>> start

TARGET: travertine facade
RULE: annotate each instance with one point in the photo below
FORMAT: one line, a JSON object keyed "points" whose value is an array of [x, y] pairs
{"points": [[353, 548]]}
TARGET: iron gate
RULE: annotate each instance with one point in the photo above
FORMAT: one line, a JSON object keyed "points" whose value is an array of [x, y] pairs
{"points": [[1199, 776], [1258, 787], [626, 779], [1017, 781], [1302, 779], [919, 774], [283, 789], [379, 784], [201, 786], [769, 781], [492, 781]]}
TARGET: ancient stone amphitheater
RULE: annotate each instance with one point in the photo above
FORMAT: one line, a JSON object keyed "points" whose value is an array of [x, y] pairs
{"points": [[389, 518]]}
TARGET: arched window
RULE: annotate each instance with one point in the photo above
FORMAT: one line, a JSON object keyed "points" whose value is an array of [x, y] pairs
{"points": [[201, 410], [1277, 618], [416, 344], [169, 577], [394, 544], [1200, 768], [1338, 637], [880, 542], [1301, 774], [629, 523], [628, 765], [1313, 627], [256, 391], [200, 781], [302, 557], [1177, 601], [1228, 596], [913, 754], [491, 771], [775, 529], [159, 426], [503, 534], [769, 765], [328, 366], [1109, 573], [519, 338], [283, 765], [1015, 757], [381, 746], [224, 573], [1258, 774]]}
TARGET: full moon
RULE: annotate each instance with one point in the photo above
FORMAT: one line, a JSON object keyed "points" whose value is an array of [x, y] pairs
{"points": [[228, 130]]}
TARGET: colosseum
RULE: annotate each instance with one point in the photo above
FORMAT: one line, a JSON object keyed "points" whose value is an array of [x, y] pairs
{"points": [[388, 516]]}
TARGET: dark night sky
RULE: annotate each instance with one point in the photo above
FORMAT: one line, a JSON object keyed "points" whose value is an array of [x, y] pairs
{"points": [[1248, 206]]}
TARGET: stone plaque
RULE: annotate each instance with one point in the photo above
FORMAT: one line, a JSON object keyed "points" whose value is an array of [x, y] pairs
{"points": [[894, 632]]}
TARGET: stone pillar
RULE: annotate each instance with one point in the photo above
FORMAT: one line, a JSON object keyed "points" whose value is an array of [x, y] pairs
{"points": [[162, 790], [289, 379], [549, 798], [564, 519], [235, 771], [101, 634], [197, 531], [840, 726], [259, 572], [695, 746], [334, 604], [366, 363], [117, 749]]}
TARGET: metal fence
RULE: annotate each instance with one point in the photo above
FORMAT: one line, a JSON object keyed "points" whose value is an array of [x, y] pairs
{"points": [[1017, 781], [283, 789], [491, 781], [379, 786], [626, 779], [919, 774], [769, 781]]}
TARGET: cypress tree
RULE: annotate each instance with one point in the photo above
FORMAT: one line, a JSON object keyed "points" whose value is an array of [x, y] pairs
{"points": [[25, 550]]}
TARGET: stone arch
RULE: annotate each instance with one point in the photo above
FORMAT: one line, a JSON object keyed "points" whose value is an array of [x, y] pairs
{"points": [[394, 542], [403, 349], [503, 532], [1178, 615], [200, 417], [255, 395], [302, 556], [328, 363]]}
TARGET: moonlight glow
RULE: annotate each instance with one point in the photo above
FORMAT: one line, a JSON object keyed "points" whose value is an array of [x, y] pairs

>> end

#### [Task details]
Extract the full set of entries word for word.

#### [Exercise solution]
TARGET: travertine facade
RULE: annotate each instance with one point in the photo below
FORMAT: one line, a JSON object keyed "points" whose value is an array of [x, y] pairs
{"points": [[353, 548]]}
TARGET: iron gate
RULE: annotate each instance with one point in the photo above
FORMAT: one line, a JSON object keyed "points" whose value is an array of [x, y] pairs
{"points": [[1199, 776], [1258, 787], [626, 779], [1017, 781], [1302, 779], [919, 774], [283, 789], [379, 784], [201, 786], [769, 781], [492, 781]]}
TARGET: ancient stone amphitheater
RULE: annotate each instance with one point in the photo above
FORMAT: one line, a JSON object keyed "points" whose value is an array of [x, y] pairs
{"points": [[389, 518]]}
TARGET: arched window
RULE: annotate each instance with one point in the photo above
FORMAT: one line, a JSON object keyed "points" whose value is an array of [x, y] pairs
{"points": [[201, 410], [1277, 618], [416, 344], [169, 577], [394, 544], [1200, 768], [1338, 637], [880, 542], [1301, 774], [629, 523], [628, 765], [1313, 627], [256, 391], [200, 781], [302, 557], [1177, 601], [1228, 596], [913, 754], [491, 771], [775, 529], [159, 426], [503, 534], [769, 765], [328, 366], [1109, 573], [519, 338], [283, 765], [1015, 757], [381, 746], [224, 573], [1258, 774]]}
TARGET: full moon
RULE: annotate each instance with one point in the photo above
FORMAT: one line, a JSON object keyed "points" whose value is an array of [x, y] pairs
{"points": [[228, 130]]}
TARGET: colosseum
RULE: annotate each instance with one point in the photo above
FORMAT: one line, a JSON object keyed "points" whose value is an array of [x, y] pairs
{"points": [[388, 516]]}
TARGET: dark night sky
RULE: annotate each instance with one point in the photo above
FORMAT: one line, a JSON object keyed "points" whose value is an array of [x, y] pairs
{"points": [[1248, 206]]}
TARGET: stone plaque
RULE: annotate each instance with one point in the photo above
FORMAT: one line, a JSON object keyed "points" whose value is an array of [x, y] pairs
{"points": [[894, 632]]}
TARGET: stone pillar
RULE: annotate each instance with one point in the photo above
FORMAT: one line, a JSON object keyed "points" whose value is an array of [x, y] pairs
{"points": [[162, 790], [289, 379], [549, 798], [564, 519], [235, 771], [101, 634], [197, 531], [840, 726], [259, 572], [695, 746], [334, 604], [366, 363], [117, 749]]}
TARGET: metal fence
RULE: annotate each instance with one point in the photo above
FORMAT: one line, a JSON object keyed "points" whose value is an array of [x, y] pairs
{"points": [[1017, 781], [283, 789], [491, 781], [379, 786], [626, 779], [919, 774], [769, 781]]}
TARGET: cypress tree
RULE: annotate each instance with one point in the photo above
FORMAT: one line, a JSON object keyed "points" whose value is an array of [x, y] pairs
{"points": [[25, 550]]}
TARGET: stone arch
RULE: annotate each instance with one point in the photo above
FORMAT: one line, a JSON object keyed "points" whose value is an array of [x, y] pairs
{"points": [[394, 542], [403, 349], [503, 532], [1178, 615], [200, 417], [255, 395], [302, 556], [328, 363]]}
TARGET: moonlight glow
RULE: annotate each instance with one point in the photo above
FORMAT: one line, a JSON object keyed "points" whose value is an array of [x, y] pairs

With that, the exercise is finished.